> **Problem to solve**
Reproduce every line of the records below word for word, omitting the pictures.

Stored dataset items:
• • • • • • •

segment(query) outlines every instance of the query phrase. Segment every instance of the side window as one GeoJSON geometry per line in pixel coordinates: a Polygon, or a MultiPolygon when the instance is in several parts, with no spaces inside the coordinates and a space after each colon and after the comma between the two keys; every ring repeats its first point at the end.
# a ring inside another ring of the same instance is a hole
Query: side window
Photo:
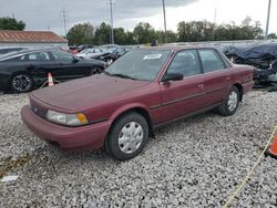
{"type": "Polygon", "coordinates": [[[29,53],[22,56],[20,60],[28,61],[50,61],[49,54],[47,52],[29,53]]]}
{"type": "Polygon", "coordinates": [[[177,52],[167,72],[181,73],[184,77],[201,74],[201,64],[196,50],[177,52]]]}
{"type": "Polygon", "coordinates": [[[57,61],[72,61],[73,58],[70,53],[63,51],[52,51],[52,54],[57,61]]]}
{"type": "Polygon", "coordinates": [[[199,50],[199,55],[205,73],[220,71],[225,69],[223,60],[214,50],[199,50]]]}

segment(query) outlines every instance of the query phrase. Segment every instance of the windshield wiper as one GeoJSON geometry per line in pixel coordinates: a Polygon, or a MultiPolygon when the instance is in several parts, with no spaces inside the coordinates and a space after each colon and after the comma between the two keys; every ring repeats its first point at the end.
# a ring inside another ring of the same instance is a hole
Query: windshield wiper
{"type": "Polygon", "coordinates": [[[125,75],[125,74],[112,74],[112,73],[106,72],[106,71],[103,71],[103,73],[109,75],[109,76],[117,76],[117,77],[122,77],[122,79],[137,80],[137,79],[134,79],[134,77],[125,75]]]}
{"type": "Polygon", "coordinates": [[[137,80],[137,79],[134,79],[134,77],[129,76],[129,75],[126,75],[126,74],[111,74],[111,75],[117,76],[117,77],[123,77],[123,79],[137,80]]]}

• • • • • • •

> **Response below**
segment(query) outlines every instance of the query phrase. Segment every instance of the side window as one GeoJSON geometry per line in pixel coordinates: a Polygon, or a MultiPolygon when the instance is in several parts, with no spaces inside the coordinates and a space after each colon and after the comma between the two keys; every ring repeats its first point at the end.
# a ring inside another ring of the same instance is a hole
Query: side window
Photo:
{"type": "Polygon", "coordinates": [[[29,53],[22,56],[20,60],[28,61],[50,61],[49,54],[47,52],[29,53]]]}
{"type": "Polygon", "coordinates": [[[177,52],[167,72],[181,73],[184,77],[201,74],[201,64],[196,50],[177,52]]]}
{"type": "Polygon", "coordinates": [[[57,61],[72,61],[73,58],[70,53],[63,51],[52,51],[52,54],[57,61]]]}
{"type": "Polygon", "coordinates": [[[199,50],[199,55],[205,73],[220,71],[225,69],[223,60],[214,50],[199,50]]]}

segment(query) outlines every instance of the query phrase. Segment every instance of the windshield wiper as one GeoJSON geometry per line in pixel coordinates: a Polygon, or a MultiPolygon when the instance is in several parts, with no spaces inside the coordinates and a space after each colon and after the comma between the two keys; every ring repeats its first point at the end.
# a ring inside another ring of the same instance is a hole
Query: windshield wiper
{"type": "Polygon", "coordinates": [[[125,75],[125,74],[112,74],[112,73],[106,72],[106,71],[103,71],[103,73],[109,75],[109,76],[117,76],[117,77],[122,77],[122,79],[137,80],[137,79],[134,79],[134,77],[125,75]]]}
{"type": "Polygon", "coordinates": [[[137,80],[137,79],[134,79],[134,77],[129,76],[129,75],[126,75],[126,74],[111,74],[111,75],[117,76],[117,77],[123,77],[123,79],[137,80]]]}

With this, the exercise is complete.